- Born: Toronto, Canada
- Genres: jazz, world
- Occupations: singer, elementary school music teacher
- Years active: 2010 –
- Website: faithamourjazz.com

= Faith Amour =

Faith Amour is a jazz artist known for performing in multiple languages.

== Career ==
Faith Amour grew up singing in church choirs in the suburbs of Toronto. She studied piano, organ, and composition. Her debut album Bright Eyes, recorded in multiple languages, received recognition at the New Mexico Music Awards, where it won awards for Best Jazz CD and Best Jazz Vocal for the original song "Ou es-tu?".

Amour has performed across North America, Europe, and South America. She opened for Greg Abate, performed with soprano Kathleen Battle as a member of the Nathaniel Dett Chorale, and shared the stage with renowned musicians such as Mario Canonge, Rich Brown, Dave Restivo, and Robi Botos. Faith Amour shared the stage with Ranee Lee and Joe Sealy during the event "First Ladies of Jazz."

Exercise objective: Rewrite the Faith Amour article starting with "- Born: Toronto, Canada" and going on through "in multiple languages.", replacing "Toronto" with "Montreal".

(Photo object pointing lines)
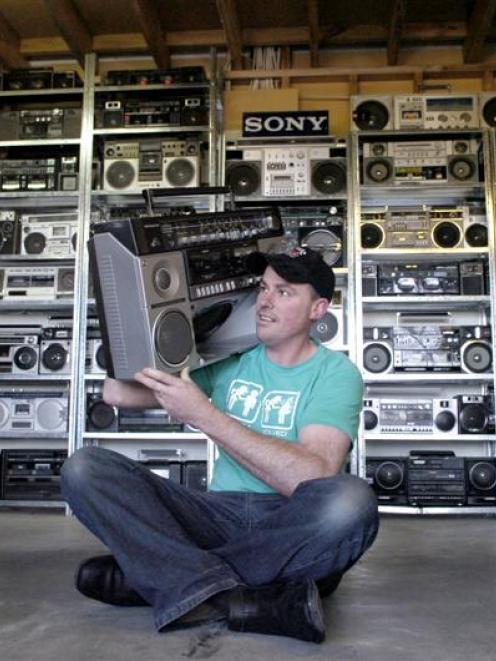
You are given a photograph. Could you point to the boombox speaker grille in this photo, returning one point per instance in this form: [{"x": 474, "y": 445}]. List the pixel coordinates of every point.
[
  {"x": 173, "y": 338},
  {"x": 120, "y": 174}
]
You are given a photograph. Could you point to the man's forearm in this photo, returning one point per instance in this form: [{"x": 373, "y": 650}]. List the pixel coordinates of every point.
[{"x": 281, "y": 464}]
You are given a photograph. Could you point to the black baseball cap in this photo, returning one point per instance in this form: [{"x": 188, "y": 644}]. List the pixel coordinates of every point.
[{"x": 299, "y": 265}]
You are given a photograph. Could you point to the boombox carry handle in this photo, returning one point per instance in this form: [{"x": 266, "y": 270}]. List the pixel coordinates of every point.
[{"x": 150, "y": 193}]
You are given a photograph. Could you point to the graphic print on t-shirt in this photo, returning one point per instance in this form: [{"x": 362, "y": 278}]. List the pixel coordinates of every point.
[{"x": 276, "y": 409}]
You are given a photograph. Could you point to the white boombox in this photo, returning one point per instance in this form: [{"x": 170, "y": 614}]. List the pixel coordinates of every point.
[
  {"x": 139, "y": 164},
  {"x": 50, "y": 235},
  {"x": 28, "y": 413},
  {"x": 37, "y": 282},
  {"x": 286, "y": 170}
]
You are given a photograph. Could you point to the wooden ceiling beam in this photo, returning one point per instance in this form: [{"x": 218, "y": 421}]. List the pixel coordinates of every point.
[
  {"x": 314, "y": 31},
  {"x": 479, "y": 26},
  {"x": 229, "y": 18},
  {"x": 395, "y": 32},
  {"x": 153, "y": 31},
  {"x": 10, "y": 43},
  {"x": 72, "y": 27}
]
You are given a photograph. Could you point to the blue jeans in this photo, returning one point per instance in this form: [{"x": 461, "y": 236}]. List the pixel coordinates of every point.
[{"x": 177, "y": 547}]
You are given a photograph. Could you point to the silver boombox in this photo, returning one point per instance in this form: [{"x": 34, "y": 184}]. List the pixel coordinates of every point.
[
  {"x": 451, "y": 162},
  {"x": 139, "y": 164},
  {"x": 426, "y": 111},
  {"x": 51, "y": 235},
  {"x": 423, "y": 227},
  {"x": 19, "y": 350},
  {"x": 37, "y": 282},
  {"x": 286, "y": 170},
  {"x": 411, "y": 416},
  {"x": 27, "y": 412}
]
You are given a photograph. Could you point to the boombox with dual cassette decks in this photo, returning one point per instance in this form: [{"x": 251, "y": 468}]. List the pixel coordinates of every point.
[
  {"x": 424, "y": 278},
  {"x": 33, "y": 412},
  {"x": 433, "y": 479},
  {"x": 430, "y": 348},
  {"x": 152, "y": 163},
  {"x": 176, "y": 76},
  {"x": 279, "y": 170},
  {"x": 441, "y": 417},
  {"x": 32, "y": 474},
  {"x": 188, "y": 279},
  {"x": 51, "y": 235},
  {"x": 40, "y": 124},
  {"x": 9, "y": 232},
  {"x": 447, "y": 227},
  {"x": 41, "y": 174},
  {"x": 318, "y": 228},
  {"x": 37, "y": 282},
  {"x": 451, "y": 162},
  {"x": 177, "y": 110}
]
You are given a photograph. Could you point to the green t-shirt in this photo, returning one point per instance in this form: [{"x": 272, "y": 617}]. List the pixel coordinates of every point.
[{"x": 279, "y": 401}]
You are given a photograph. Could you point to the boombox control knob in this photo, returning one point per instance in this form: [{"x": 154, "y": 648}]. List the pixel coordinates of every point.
[{"x": 445, "y": 421}]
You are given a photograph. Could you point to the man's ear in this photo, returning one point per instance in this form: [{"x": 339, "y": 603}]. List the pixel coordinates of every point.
[{"x": 319, "y": 308}]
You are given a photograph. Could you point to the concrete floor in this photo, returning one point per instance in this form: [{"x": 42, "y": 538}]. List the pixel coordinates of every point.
[{"x": 425, "y": 591}]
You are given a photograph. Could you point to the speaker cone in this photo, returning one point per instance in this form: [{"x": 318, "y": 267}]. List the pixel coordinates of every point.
[
  {"x": 325, "y": 329},
  {"x": 482, "y": 476},
  {"x": 54, "y": 357},
  {"x": 446, "y": 234},
  {"x": 389, "y": 475},
  {"x": 173, "y": 338},
  {"x": 25, "y": 358},
  {"x": 372, "y": 235},
  {"x": 476, "y": 356},
  {"x": 379, "y": 170},
  {"x": 473, "y": 418},
  {"x": 376, "y": 358},
  {"x": 120, "y": 174},
  {"x": 326, "y": 242},
  {"x": 180, "y": 172},
  {"x": 35, "y": 243},
  {"x": 445, "y": 420},
  {"x": 461, "y": 169},
  {"x": 476, "y": 235},
  {"x": 371, "y": 115},
  {"x": 329, "y": 177},
  {"x": 489, "y": 112},
  {"x": 243, "y": 179}
]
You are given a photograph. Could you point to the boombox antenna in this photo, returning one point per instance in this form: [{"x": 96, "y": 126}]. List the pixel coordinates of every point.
[{"x": 150, "y": 193}]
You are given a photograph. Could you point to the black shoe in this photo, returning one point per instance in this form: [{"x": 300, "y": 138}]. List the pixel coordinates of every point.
[
  {"x": 289, "y": 609},
  {"x": 101, "y": 578}
]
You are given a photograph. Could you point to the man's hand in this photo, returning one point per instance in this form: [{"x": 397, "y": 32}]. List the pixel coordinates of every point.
[{"x": 179, "y": 396}]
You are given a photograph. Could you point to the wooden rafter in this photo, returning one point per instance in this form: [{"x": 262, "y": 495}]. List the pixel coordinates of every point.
[
  {"x": 232, "y": 28},
  {"x": 479, "y": 26},
  {"x": 72, "y": 27},
  {"x": 395, "y": 31},
  {"x": 153, "y": 31},
  {"x": 314, "y": 31},
  {"x": 10, "y": 53}
]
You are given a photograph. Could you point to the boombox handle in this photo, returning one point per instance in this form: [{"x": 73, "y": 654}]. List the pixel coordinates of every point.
[{"x": 150, "y": 193}]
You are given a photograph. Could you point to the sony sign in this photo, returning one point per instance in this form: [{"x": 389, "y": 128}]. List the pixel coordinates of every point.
[{"x": 290, "y": 123}]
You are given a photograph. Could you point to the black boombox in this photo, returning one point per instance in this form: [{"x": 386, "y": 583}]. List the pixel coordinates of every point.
[
  {"x": 433, "y": 479},
  {"x": 427, "y": 348},
  {"x": 31, "y": 474},
  {"x": 426, "y": 279},
  {"x": 188, "y": 275},
  {"x": 442, "y": 417}
]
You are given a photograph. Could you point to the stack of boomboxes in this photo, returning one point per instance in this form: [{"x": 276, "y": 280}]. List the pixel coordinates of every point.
[
  {"x": 188, "y": 277},
  {"x": 433, "y": 479},
  {"x": 301, "y": 170},
  {"x": 423, "y": 112}
]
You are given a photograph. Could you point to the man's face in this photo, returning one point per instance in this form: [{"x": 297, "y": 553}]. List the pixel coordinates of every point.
[{"x": 285, "y": 310}]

Result for this task:
- Born: Montreal, Canada
- Genres: jazz, world
- Occupations: singer, elementary school music teacher
- Years active: 2010 –
- Website: faithamourjazz.com

= Faith Amour =

Faith Amour is a jazz artist known for performing in multiple languages.